If a line of the data below holds the string "negative", copy it.
──────── Data supplied
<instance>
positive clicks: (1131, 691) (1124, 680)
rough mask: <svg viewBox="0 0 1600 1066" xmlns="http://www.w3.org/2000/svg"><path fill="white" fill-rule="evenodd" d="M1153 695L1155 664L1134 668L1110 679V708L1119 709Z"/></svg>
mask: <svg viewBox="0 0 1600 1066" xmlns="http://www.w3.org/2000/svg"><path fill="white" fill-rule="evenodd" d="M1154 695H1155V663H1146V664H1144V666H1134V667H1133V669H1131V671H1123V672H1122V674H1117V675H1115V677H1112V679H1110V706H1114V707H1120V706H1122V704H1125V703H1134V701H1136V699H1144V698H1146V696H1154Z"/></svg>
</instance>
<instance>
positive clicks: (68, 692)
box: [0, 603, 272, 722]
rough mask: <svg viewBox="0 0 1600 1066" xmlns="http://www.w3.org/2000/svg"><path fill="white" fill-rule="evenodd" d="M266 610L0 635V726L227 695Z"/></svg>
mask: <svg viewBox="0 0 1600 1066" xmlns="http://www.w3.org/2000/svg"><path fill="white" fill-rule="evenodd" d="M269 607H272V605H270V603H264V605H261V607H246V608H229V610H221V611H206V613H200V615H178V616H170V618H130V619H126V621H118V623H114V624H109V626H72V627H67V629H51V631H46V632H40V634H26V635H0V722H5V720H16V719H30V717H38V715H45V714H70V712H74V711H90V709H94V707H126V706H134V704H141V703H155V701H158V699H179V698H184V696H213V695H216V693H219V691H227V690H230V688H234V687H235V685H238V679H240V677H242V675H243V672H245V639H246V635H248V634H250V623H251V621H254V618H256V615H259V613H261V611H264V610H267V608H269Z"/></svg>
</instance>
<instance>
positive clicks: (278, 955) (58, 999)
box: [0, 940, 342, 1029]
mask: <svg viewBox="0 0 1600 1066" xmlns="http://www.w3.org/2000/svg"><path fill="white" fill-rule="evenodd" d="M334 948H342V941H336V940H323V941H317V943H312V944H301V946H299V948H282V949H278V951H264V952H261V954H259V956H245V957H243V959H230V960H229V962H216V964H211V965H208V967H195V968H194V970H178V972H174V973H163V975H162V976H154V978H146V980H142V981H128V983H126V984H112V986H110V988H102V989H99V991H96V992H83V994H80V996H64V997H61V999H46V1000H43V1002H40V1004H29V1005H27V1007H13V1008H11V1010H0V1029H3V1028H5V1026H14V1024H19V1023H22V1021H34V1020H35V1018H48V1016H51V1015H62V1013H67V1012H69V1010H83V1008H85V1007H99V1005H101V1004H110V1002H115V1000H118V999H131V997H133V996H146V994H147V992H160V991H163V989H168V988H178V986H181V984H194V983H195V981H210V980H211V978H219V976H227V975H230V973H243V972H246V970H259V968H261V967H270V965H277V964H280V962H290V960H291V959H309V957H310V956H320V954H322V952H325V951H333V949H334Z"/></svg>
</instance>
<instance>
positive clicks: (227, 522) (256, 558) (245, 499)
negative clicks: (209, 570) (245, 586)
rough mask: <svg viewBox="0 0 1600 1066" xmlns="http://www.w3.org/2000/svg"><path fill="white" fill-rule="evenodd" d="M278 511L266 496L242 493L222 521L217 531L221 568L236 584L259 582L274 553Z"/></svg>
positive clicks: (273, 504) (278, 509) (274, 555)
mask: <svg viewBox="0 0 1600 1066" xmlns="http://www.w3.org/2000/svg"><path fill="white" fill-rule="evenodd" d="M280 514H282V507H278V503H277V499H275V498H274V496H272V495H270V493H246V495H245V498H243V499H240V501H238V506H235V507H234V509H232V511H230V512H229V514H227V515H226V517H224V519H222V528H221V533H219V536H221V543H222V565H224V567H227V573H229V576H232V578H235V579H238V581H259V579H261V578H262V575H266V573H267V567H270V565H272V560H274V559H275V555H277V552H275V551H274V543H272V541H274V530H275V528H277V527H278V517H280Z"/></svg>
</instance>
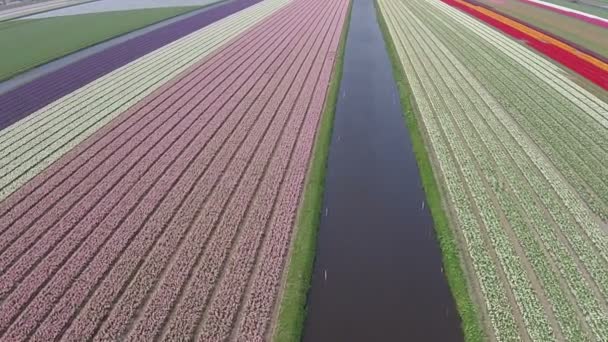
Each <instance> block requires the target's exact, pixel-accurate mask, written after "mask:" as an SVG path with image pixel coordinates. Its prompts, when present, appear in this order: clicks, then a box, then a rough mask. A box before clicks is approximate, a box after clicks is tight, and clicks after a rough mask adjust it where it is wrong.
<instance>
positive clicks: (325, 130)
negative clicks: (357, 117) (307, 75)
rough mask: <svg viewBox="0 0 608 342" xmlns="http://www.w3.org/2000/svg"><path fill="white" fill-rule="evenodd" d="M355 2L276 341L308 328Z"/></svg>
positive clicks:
────────────────
**Result of the exercise**
negative clicks: (209, 570) (245, 586)
negative clicks: (357, 117) (307, 75)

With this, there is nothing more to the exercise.